- **EXPLORE THE MATERIAL**:
1) Based on the news report on the Seattle college shooting, explain in one to three sentences how Meis's habit of carrying pepper spray may have saved lives.
2) According to the news report on the Seattle college shooting, how many people had the shooter wounded before Meis stopped him?

- **GIVEN TEXT**:
________________
(CNN) — Jon Meis’ reported habit of carrying pepper spray may have saved students’ lives after a man opened fire at a Seattle college.
The shooter had just wounded three people Thursday, one of whom died. He was reloading his shotgun when Meis, a volunteer security guard, saw an opening. He doused the gunman with the spray and tackled him to the ground. Other students at Seattle Pacific University piled on and took the weapon away from suspected shooter Aaron Ybarra, 26, police said.
Officers are convinced the bloodshed at the Christian school would have been worse had Meis and the others not intervened.
“I wasn’t surprised to see he was the hero — his resourcefulness, love for others and knowledge of the greater good are what defines him, in my mind,” Andrew Van Ness told CNN in an e-mail. Van Ness said Meis enjoyed playing a campus “humans versus zombies” game organized by the school’s Student Union Board, finishing in the top 10 both times the game was held.
On Thursday, Meis appeared shaken, at moments on the verge of tears, when ambulances arrived to tend to the wounded. Medics put him on a stretcher and took him to a hospital to check him over.
________________
- **DATA EXCERPTS**:
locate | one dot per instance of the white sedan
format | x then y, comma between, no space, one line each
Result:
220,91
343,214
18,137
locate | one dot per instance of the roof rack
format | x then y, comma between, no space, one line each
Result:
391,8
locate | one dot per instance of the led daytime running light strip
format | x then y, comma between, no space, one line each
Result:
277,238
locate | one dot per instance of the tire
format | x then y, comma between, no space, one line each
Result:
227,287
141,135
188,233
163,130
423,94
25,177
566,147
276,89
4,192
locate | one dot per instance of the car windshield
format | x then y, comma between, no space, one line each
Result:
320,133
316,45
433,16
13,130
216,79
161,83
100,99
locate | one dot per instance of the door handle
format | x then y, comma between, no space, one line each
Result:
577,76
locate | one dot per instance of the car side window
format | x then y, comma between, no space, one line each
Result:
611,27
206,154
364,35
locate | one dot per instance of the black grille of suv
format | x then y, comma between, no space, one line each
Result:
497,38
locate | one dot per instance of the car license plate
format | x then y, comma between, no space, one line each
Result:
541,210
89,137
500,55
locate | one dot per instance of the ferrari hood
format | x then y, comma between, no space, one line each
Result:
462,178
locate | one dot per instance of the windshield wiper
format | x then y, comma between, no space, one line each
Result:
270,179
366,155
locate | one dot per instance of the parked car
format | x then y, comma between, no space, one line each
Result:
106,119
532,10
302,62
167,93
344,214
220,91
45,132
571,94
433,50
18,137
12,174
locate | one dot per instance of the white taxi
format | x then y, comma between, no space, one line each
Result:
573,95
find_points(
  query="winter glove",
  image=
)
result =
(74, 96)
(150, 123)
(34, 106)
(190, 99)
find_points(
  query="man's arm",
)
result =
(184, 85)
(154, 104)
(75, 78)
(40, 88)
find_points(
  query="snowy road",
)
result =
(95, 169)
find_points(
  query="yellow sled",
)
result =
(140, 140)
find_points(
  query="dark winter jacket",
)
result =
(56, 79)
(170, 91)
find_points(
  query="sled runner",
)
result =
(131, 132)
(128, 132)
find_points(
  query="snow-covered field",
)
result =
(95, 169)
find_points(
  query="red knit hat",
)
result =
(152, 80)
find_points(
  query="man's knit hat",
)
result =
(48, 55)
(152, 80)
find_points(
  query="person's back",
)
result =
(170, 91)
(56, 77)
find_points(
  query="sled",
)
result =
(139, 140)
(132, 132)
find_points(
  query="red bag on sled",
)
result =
________________
- **ANSWERS BY ITEM**:
1) While the gunman was reloading his shotgun, Meis doused him with pepper spray and tackled him to the ground. Other students then piled on and took the weapon away. Officers are convinced the bloodshed would have been worse without that intervention.

2) Three people, one of whom died.